INSTRUCTION: Nothing may be dropped or altered: reproduce all the data.

EXTRACTED MATERIAL:

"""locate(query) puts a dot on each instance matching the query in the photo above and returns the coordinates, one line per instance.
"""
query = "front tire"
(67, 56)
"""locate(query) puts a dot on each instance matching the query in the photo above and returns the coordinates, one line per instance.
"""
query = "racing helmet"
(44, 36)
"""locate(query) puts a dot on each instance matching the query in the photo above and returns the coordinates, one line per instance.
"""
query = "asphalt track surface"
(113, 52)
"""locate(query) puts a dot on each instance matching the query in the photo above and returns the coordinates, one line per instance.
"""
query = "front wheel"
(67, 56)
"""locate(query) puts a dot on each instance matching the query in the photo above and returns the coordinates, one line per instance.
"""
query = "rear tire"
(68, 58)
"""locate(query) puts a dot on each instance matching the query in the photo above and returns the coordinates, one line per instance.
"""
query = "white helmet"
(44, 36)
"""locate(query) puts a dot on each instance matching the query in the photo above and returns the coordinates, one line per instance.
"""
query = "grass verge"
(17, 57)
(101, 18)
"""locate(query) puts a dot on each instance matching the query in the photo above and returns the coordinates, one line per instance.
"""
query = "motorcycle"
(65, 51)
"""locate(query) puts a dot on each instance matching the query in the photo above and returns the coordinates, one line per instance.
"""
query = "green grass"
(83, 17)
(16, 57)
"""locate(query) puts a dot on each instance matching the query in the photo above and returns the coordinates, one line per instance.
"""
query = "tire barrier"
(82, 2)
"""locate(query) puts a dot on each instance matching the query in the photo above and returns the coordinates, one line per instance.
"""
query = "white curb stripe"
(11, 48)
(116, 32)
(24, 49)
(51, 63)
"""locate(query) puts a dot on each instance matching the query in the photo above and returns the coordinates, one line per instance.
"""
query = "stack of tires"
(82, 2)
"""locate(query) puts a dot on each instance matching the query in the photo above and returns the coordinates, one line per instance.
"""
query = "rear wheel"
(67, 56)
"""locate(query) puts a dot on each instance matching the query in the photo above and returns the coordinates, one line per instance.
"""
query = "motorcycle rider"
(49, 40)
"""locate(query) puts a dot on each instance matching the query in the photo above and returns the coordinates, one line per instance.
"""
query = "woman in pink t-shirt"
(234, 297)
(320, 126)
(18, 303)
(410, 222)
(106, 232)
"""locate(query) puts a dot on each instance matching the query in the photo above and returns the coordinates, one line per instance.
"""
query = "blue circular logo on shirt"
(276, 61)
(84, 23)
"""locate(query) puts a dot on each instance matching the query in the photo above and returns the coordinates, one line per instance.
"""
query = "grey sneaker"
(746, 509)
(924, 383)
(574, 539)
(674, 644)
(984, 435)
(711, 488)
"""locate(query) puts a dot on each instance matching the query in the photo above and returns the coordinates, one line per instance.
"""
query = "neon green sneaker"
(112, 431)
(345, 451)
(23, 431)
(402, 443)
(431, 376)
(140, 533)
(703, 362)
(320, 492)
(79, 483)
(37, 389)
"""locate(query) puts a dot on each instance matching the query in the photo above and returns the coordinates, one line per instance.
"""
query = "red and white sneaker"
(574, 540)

EXERCISE RESULT:
"""locate(query) puts a dot on each instance matching the query in the photo above and returns the coordinates, one line per instance.
"""
query = "front tire"
(67, 56)
"""locate(query) puts a dot on each instance matching the query in the photo above and returns the coordinates, one line per instance.
"""
query = "racing helmet"
(44, 36)
"""locate(query) puts a dot on each instance matching the query in the photo above and returns the coordinates, one line per instance.
"""
query = "asphalt track surface"
(113, 52)
"""locate(query) puts a dot on each instance matching the query in the photo above and returns the coordinates, one line per instance.
"""
query = "front wheel"
(67, 56)
"""locate(query) puts a dot on each instance matching the query in the photo above and returns the coordinates, one line per instance.
"""
query = "rear tire"
(68, 58)
"""locate(query) puts a dot on each instance matching the query in the photo above and returns the coordinates, one line per instance.
"""
query = "white helmet"
(44, 36)
"""locate(query) puts a dot on each instance matching the query in the photo above and returns the coordinates, one line per instance.
"""
query = "grass verge"
(17, 57)
(101, 18)
"""locate(query) puts a dot on each instance matching the query in the photo above and returns the coordinates, one line per instance.
"""
query = "motorcycle"
(65, 51)
"""locate(query) puts a dot on each instance matching the query in the photo above and returns the coordinates, one line per instance.
"""
query = "green grass"
(83, 17)
(16, 57)
"""locate(query) puts a dot on each instance matching the query in the photo above and returns the coordinates, one line per instance.
"""
query = "tire barrier"
(82, 2)
"""locate(query) puts a dot on each instance matching the query in the photo above and returns the coordinates, one line per instance.
"""
query = "white curb stripe"
(11, 48)
(116, 32)
(24, 49)
(51, 63)
"""locate(query) puts a dot on each instance matching the query in the photo above and returns the coordinates, one line per instance.
"""
query = "stack of tires"
(82, 2)
"""locate(query) puts a dot on each instance matching the query in the photo above and returns the coordinates, one line per instance.
"""
query = "rear wheel"
(67, 56)
"""locate(query) puts a dot on each instance matching the query in the photo above and returns the coordinates, one line per instance.
"""
query = "motorcycle rider"
(49, 40)
"""locate(query) puts a dot on each instance matching the query in the photo above and returns the coordinates, one line per instance.
"""
query = "woman in pink t-shirt"
(234, 297)
(320, 126)
(18, 303)
(410, 222)
(106, 232)
"""locate(query) puts a dot on each instance matching the query in the photo above and returns the coordinates, one line per instance.
"""
query = "blue circular logo on shirt"
(276, 61)
(84, 23)
"""locate(query) puts a dot on each instance matching the query in the photo above and returns the coordinates, one line per instance.
"""
query = "grey sneaker"
(746, 509)
(924, 383)
(574, 539)
(674, 644)
(984, 435)
(711, 488)
"""locate(query) puts a dot on each instance matching the query in the photo above and returns the coordinates, one line per instance.
"""
query = "neon green sneaker"
(112, 431)
(345, 451)
(23, 431)
(402, 443)
(431, 376)
(140, 533)
(703, 362)
(320, 492)
(79, 483)
(37, 389)
"""locate(query) puts a dot on each instance matching the query in the photo above and returns the coordinates, one line per instance.
"""
query = "red and white sneaker"
(574, 540)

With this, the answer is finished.